Dataset records:
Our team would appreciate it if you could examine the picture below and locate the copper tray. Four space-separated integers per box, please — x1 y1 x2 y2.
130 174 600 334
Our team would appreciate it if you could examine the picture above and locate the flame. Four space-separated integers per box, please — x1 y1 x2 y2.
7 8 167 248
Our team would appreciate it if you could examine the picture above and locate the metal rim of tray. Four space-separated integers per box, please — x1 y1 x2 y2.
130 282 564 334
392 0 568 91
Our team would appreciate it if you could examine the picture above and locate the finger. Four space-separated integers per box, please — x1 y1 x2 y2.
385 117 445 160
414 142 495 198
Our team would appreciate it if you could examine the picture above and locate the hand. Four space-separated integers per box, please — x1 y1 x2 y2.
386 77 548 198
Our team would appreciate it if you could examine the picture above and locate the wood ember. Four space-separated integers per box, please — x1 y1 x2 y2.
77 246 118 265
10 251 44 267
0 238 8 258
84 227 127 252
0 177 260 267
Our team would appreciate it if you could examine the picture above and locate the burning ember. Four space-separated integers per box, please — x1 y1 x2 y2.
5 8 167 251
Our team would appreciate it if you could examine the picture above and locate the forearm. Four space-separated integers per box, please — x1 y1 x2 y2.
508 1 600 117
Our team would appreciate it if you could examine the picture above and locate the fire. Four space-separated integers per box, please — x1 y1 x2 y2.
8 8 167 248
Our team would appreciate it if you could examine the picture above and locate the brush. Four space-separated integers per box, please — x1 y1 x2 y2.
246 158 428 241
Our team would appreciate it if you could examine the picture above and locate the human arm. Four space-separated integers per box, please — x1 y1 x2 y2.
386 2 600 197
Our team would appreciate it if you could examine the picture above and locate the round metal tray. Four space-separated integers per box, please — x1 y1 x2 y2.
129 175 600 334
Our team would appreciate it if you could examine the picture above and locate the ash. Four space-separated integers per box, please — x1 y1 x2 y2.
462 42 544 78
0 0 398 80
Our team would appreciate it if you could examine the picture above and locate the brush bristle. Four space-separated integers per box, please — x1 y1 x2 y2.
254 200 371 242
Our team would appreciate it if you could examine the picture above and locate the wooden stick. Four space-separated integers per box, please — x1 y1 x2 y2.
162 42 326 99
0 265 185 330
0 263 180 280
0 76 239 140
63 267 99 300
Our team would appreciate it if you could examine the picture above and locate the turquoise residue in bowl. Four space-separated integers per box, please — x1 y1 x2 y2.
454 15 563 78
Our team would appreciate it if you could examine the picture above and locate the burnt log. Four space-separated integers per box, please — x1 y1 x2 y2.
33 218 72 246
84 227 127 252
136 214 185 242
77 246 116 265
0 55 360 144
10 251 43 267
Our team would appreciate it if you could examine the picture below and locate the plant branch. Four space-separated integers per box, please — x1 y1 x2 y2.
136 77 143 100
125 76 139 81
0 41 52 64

## [Goal]
Express every row above as a JSON list of strings, one string per line, with blank lines omitted.

## [Task result]
[
  "Our team would appreciate it if you could examine the picture below and locate the copper tray. Four space-separated integers per box, please — x1 y1 x2 y2.",
  "130 174 600 334",
  "Our team would appreciate it if you could examine the picture above and locate the flame. Four space-separated integers per box, please — x1 y1 x2 y2.",
  "7 8 167 248",
  "Our team would appreciate it if you could examine the picture above and locate the metal rim of tray. Four space-separated integers per box, please — x1 y1 x2 y2.",
  "130 282 564 334",
  "392 0 568 91",
  "Our team would appreciate it if you could examine the picture above and locate the finger. Four space-separated integers per box, please — x1 y1 x2 y2.",
  "385 117 445 160",
  "414 142 495 198",
  "Our team would appreciate it if you could examine the picture above and locate the hand. Four space-separated integers per box, please — x1 y1 x2 y2.",
  "386 77 548 198",
  "Our team would appreciate it if you could examine the picture above and locate the wood ember. Four space-separated integers per box, please — x1 y1 x2 y2.",
  "77 246 118 265",
  "10 251 44 267",
  "0 238 8 258",
  "84 227 127 252",
  "0 177 260 267",
  "Our team would appreciate it if you could examine the picture above and locate the burning ember. Four space-separated integers per box, please — x1 y1 x2 y2.",
  "5 8 167 251",
  "Our team would appreciate it if you could examine the picture above and locate the forearm. Four space-separated integers per box, please — x1 y1 x2 y2.",
  "508 1 600 117",
  "Our team would appreciate it if you could examine the picture above and locate the fire. Four space-separated integers per box, please — x1 y1 x2 y2.",
  "8 8 167 248",
  "Our team would appreciate it if you could examine the picture above and locate the brush. Four space-separated integers per box, please — x1 y1 x2 y2.",
  "246 158 428 241",
  "Our team would appreciate it if you could examine the picture above and locate the human arm. Four space-separated integers per box, please — x1 y1 x2 y2.",
  "386 2 600 197",
  "Our team would appreciate it if you could examine the picture above and locate the round metal tray. Four space-separated integers per box, please — x1 y1 x2 y2.",
  "129 175 600 334",
  "Our team would appreciate it if you could examine the picture above and locate the ash. Four space-separated integers per box, please — x1 y1 x2 y2.",
  "462 42 544 78",
  "0 0 398 80",
  "Our team would appreciate it if you could examine the picture above and locate the brush bristle. Four space-separated integers per box, please — x1 y1 x2 y2.",
  "254 200 371 242",
  "Our team would appreciate it if you could examine the picture above and locate the wooden stick. Four space-separated integers per box, please — x1 y1 x2 y2.",
  "162 42 326 99",
  "0 265 185 330",
  "0 263 180 280",
  "0 76 239 140",
  "63 267 99 300",
  "Our team would appreciate it if you could examine the picture above and locate the turquoise residue in bowl. Four space-separated integers per box, please — x1 y1 x2 y2.",
  "454 15 563 78",
  "Our team would appreciate it if you could examine the picture above and locate the burnt log. Four space-separated integers per box, please — x1 y1 x2 y2.",
  "33 218 72 246",
  "84 227 127 252",
  "136 214 185 242",
  "77 246 116 265",
  "0 55 360 144",
  "10 251 43 267",
  "Our team would appreciate it if you could examine the picture below and locate the plant branch. Four space-separated integers per box, please — x1 y1 x2 y2.",
  "136 77 143 100",
  "125 76 139 81",
  "0 41 52 64"
]